*TEXTE*:
——————————

Alors que le mouvement séparatiste des provinces de l’Ouest canadien, communément appelé Wexit, semblait prendre de l’ampleur depuis les élections fédérales d’octobre 2019, la difficulté de la tâche à l’horizon pourrait bien transformer la flamme de l’indignation en feu de paille.
« Nos ennemis sont les personnes qui veulent détruire la liberté et l’autonomie en Alberta », martèle la cheffe de l’Alberta Advantage Party, Marilyn Burns. Ce parti, qu’elle a elle-même fondé en 2018, se dit conservateur et en faveur de l’autosuffisance de cette province. Et, selon Mme Burns, avocate de profession, il a déjà des ennemis : « Les globalistes comme Justin Trudeau, Stephen Harper et Jason Kenney. »
C’est avec ces mots que Marilyn Burns exprime le mieux le sentiment d’injustice grandissant dans l’ouest du pays. Au cœur de cette frustration, il y a la péréquation fédérale : le système faisant en sorte que les taxes et les impôts des Canadiens soient redistribués aux provinces selon la disparité des richesses de chacune. Puisque l’Alberta est la province la plus riche au pays, notamment grâce à son exploitation pétrolière, elle ne bénéficie pas de cette égalisation économique. Injustice selon certains, équité selon d’autres: avec un soutien fédéral de 13,25 milliards de dollars en 2020, le Québec est la province qui profite le plus de la péréquation.

——————————

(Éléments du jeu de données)
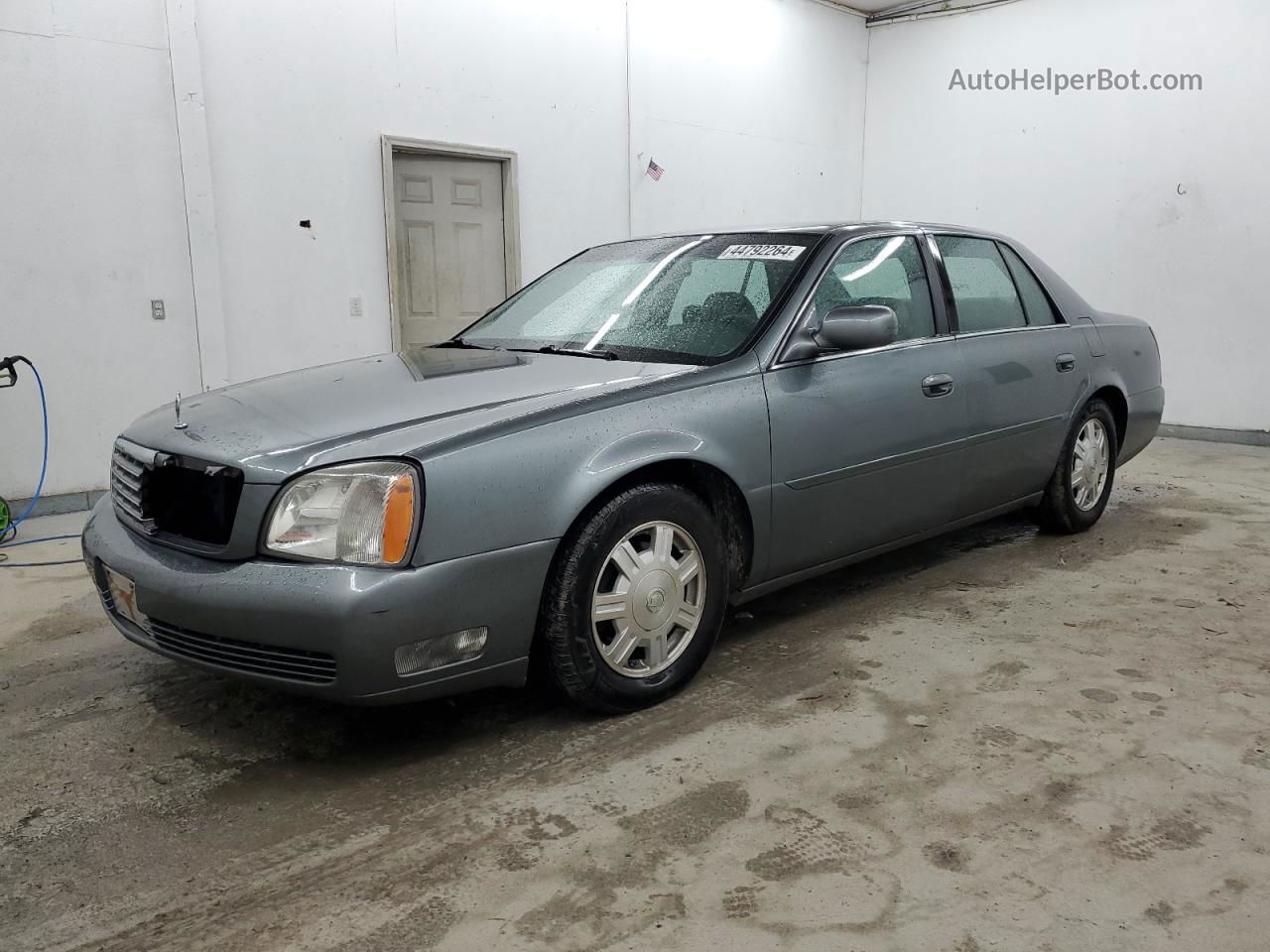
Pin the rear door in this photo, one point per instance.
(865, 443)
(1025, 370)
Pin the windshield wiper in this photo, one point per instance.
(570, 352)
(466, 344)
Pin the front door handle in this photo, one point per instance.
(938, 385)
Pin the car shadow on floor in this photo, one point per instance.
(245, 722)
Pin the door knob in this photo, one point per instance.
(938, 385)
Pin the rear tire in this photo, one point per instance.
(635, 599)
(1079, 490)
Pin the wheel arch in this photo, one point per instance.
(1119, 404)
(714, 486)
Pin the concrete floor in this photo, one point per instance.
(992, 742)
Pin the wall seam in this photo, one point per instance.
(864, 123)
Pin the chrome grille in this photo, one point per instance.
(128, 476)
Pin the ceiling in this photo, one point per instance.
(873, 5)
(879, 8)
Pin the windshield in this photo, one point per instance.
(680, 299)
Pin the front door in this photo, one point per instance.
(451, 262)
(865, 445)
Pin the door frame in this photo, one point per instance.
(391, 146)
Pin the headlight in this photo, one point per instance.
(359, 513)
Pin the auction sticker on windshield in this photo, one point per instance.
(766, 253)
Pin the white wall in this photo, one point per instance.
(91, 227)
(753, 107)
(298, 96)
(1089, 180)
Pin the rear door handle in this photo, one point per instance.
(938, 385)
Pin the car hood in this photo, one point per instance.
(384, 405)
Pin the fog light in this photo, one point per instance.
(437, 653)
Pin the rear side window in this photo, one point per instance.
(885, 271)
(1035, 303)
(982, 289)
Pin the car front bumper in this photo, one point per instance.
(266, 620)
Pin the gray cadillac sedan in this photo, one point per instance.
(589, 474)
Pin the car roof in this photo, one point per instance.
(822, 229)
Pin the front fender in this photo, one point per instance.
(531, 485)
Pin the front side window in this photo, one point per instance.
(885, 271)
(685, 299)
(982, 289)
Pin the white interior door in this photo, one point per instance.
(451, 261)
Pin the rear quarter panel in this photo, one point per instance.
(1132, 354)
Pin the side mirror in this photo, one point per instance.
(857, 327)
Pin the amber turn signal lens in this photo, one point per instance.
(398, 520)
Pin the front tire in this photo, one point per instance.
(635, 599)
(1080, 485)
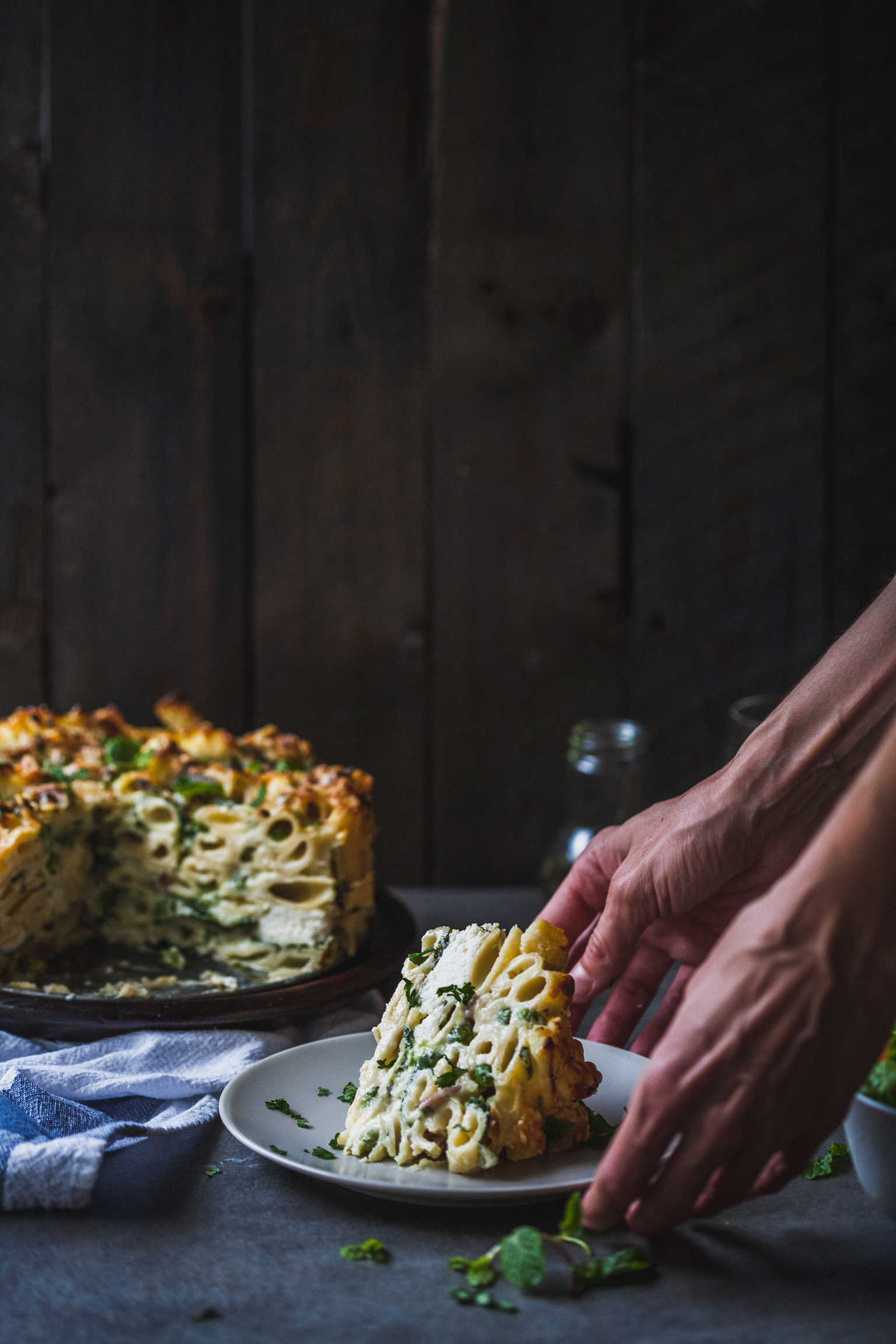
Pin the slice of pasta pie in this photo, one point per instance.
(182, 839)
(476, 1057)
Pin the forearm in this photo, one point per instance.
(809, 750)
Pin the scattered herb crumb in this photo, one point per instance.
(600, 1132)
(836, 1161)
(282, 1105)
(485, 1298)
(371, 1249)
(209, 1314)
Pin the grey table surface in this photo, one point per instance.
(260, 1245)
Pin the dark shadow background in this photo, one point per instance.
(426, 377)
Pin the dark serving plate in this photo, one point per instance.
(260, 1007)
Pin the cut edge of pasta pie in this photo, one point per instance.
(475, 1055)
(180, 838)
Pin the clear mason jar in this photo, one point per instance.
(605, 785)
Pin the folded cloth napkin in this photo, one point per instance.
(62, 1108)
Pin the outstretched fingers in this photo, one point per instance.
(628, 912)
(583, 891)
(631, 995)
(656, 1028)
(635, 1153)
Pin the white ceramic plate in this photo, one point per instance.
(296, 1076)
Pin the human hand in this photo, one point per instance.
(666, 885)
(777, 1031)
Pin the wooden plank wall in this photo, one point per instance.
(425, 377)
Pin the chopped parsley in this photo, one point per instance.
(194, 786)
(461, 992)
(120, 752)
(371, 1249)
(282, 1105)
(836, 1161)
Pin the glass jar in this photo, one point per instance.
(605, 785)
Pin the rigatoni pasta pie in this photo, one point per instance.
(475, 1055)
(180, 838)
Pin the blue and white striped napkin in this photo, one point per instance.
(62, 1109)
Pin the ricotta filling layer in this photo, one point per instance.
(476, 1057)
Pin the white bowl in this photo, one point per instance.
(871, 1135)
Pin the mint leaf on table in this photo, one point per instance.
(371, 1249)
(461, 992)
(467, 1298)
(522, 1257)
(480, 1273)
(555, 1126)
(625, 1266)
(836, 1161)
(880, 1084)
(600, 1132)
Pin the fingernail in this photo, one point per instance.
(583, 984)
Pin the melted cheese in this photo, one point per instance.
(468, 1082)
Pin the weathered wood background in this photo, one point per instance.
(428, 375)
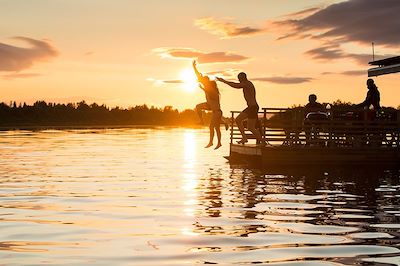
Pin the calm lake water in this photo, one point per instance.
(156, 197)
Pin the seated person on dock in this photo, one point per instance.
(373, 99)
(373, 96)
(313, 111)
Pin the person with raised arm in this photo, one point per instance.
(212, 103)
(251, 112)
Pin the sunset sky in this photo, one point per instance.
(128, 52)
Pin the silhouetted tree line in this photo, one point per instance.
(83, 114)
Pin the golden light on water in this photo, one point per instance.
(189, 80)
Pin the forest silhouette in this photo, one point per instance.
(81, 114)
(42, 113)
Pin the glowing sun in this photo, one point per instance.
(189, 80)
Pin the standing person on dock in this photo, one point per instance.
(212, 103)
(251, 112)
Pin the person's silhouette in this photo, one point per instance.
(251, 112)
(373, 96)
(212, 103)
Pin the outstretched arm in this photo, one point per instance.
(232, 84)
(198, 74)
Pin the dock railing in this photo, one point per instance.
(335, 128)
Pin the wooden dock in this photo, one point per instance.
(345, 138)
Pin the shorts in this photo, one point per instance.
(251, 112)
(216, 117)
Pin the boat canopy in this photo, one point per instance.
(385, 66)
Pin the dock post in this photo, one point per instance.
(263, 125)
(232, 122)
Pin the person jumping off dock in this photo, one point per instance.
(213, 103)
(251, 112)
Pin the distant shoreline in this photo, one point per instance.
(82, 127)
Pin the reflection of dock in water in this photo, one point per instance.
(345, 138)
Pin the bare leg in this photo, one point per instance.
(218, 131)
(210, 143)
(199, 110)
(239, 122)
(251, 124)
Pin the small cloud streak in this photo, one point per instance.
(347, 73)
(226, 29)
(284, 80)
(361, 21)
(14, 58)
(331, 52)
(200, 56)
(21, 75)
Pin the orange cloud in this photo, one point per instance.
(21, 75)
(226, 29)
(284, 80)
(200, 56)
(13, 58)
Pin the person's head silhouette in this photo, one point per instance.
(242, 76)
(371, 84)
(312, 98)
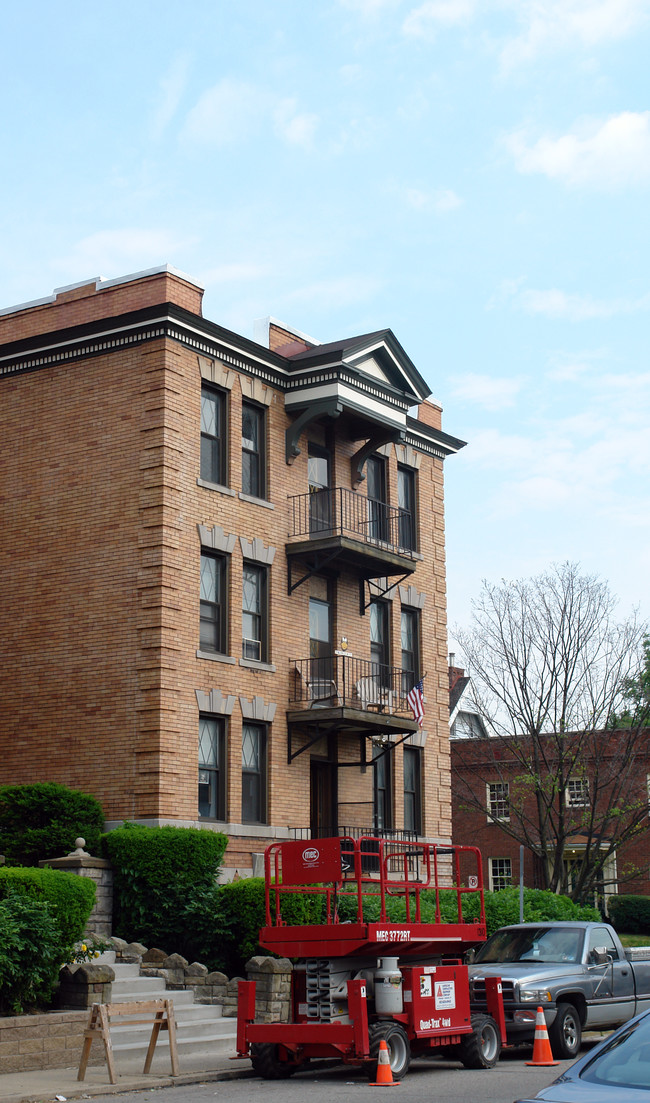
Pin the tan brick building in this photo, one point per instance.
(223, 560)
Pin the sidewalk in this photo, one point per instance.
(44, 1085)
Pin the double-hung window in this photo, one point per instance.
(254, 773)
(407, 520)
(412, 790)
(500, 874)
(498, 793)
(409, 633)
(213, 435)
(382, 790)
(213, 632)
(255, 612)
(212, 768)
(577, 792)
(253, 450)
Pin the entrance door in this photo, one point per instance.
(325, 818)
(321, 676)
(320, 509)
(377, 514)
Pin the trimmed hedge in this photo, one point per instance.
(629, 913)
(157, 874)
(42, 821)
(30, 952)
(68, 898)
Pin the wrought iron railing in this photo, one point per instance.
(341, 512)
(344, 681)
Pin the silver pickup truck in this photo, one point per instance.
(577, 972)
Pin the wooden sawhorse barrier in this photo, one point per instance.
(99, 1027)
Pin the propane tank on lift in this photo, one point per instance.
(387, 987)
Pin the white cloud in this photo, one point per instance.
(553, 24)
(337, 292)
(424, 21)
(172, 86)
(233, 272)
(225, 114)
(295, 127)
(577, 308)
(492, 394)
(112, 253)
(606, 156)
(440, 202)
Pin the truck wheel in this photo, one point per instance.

——————————

*CONSIGNES*:
[A] Dans le texte sur le mouvement Wexit, en quelle année Marilyn Burns a-t-elle fondé l'Alberta Advantage Party ?
[B] Recopiez mot pour mot le passage du texte sur le Wexit qui s'ouvre sur les mots contenant « Alors que le » et se referme sur « feu de paille. ».

*RÉPONSES*:
[A] En 2018.

[B]
Alors que le mouvement séparatiste des provinces de l’Ouest canadien, communément appelé Wexit, semblait prendre de l’ampleur depuis les élections fédérales d’octobre 2019, la difficulté de la tâche à l’horizon pourrait bien transformer la flamme de l’indignation en feu de paille.